** Start RECORDED DATA **

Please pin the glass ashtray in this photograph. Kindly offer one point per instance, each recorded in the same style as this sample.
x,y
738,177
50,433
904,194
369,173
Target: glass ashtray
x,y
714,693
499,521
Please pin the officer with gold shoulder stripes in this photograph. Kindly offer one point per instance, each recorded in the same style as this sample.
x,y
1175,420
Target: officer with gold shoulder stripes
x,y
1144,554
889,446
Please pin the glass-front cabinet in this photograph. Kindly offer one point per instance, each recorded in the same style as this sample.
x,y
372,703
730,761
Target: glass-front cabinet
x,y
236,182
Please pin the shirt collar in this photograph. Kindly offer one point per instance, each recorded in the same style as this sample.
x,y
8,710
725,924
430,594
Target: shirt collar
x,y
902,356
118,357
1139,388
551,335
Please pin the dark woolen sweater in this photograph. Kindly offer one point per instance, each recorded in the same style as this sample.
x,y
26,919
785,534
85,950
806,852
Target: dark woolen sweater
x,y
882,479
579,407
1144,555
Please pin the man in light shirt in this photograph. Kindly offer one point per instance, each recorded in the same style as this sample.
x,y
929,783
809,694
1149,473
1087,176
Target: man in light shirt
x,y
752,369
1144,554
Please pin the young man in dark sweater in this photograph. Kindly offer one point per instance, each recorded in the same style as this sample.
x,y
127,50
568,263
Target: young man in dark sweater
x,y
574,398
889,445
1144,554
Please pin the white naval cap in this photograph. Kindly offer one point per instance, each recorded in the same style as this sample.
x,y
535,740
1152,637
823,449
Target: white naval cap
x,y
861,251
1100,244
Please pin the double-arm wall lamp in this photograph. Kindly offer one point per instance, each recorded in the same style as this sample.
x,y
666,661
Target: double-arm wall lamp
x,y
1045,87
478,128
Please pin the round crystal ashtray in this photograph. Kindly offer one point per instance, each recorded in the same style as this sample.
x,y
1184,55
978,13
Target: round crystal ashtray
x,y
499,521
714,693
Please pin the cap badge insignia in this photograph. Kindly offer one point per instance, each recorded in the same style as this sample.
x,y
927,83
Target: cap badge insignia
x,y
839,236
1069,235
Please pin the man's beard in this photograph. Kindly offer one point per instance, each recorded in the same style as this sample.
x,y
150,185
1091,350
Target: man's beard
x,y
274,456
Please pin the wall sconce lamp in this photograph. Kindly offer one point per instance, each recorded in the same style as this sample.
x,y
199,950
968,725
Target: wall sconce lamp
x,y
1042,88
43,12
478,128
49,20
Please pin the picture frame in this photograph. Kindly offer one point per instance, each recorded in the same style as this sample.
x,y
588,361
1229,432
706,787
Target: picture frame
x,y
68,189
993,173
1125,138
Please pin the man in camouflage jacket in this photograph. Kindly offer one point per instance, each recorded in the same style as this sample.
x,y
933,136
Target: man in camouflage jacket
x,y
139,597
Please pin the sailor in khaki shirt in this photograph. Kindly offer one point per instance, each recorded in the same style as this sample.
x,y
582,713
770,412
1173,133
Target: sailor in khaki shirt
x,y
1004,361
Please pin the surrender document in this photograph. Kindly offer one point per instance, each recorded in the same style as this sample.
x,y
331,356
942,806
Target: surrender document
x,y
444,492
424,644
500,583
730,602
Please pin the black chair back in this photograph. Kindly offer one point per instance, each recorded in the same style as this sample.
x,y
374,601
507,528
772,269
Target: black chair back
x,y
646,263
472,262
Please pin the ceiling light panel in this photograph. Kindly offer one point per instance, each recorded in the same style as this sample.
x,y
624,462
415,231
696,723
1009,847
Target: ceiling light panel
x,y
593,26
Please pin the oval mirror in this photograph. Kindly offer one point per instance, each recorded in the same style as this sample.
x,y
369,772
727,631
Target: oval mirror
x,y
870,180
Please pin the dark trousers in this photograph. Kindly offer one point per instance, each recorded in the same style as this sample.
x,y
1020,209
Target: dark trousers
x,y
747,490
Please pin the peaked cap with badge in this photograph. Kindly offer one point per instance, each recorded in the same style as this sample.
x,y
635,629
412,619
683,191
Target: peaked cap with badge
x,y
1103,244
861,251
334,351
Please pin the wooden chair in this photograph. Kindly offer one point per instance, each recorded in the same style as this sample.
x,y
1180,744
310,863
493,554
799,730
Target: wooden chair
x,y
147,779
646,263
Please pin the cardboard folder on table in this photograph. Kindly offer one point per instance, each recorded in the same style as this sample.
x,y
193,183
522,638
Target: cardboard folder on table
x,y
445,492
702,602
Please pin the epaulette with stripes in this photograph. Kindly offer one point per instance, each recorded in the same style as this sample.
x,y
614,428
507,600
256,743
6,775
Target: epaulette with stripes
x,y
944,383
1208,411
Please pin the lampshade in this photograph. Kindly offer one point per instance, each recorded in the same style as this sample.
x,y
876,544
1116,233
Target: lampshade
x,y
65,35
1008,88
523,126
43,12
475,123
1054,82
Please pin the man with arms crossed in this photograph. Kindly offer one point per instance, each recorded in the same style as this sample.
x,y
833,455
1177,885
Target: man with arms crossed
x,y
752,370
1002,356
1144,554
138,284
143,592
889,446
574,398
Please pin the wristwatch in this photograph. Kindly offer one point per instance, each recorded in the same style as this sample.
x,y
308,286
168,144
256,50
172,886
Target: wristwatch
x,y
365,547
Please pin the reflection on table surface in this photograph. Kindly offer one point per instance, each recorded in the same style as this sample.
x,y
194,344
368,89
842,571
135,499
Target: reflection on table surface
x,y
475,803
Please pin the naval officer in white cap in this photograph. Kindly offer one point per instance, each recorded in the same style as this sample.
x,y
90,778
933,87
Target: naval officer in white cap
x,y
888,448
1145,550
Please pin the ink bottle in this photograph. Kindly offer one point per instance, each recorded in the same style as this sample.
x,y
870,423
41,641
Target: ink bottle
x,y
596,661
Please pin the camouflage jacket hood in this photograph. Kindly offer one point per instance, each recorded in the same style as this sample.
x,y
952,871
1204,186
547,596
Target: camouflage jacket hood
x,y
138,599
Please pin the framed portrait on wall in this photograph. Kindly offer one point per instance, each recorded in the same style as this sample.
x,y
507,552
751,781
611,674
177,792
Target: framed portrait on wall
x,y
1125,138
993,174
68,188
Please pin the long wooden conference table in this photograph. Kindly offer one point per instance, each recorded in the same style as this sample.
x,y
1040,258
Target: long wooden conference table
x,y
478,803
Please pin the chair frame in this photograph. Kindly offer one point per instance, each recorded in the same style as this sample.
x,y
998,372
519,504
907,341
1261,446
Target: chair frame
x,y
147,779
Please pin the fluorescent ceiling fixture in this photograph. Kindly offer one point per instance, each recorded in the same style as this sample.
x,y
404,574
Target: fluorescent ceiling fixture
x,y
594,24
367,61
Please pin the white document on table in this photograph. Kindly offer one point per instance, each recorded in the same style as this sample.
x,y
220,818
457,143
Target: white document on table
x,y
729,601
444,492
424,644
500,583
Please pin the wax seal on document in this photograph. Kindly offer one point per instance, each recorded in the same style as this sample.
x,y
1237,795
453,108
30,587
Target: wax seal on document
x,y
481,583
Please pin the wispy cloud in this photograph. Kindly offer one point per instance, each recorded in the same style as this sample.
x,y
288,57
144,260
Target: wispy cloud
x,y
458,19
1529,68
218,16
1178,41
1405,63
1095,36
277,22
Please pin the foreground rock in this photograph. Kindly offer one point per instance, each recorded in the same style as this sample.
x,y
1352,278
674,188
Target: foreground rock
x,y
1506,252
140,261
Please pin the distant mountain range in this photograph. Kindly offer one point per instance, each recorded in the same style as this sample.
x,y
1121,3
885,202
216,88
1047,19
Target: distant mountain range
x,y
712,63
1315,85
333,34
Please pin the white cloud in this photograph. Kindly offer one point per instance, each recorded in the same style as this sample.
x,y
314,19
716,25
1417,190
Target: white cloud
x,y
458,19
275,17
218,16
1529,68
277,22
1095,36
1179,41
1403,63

** End RECORDED DATA **

WHAT NEEDS TO BE DONE ▸
In the listing above, find the line containing "Please pin the foreground", then reproduce it and each line after it through the end, exactly and with nothing added.

TASK OUTPUT ▸
Please pin the foreground rock in this photograph. Kindly offer one point per instance, each recorded in the same style as this sample.
x,y
1352,278
674,188
Target: foreground rock
x,y
1506,252
140,261
Please pin the distant mountain range in this photograph. Kindly offer one point per instance, each recorded in the same style as this sample.
x,y
1121,3
885,202
216,88
1047,19
Target: distant mountain range
x,y
712,63
1315,85
333,34
Please pin the white cloud in this photograph. Kindly offer one point per instance, each recorded in the same style as this sample.
x,y
314,19
716,25
1417,190
Target: white cloud
x,y
458,19
275,17
218,16
1529,68
277,22
1095,36
1179,41
1403,63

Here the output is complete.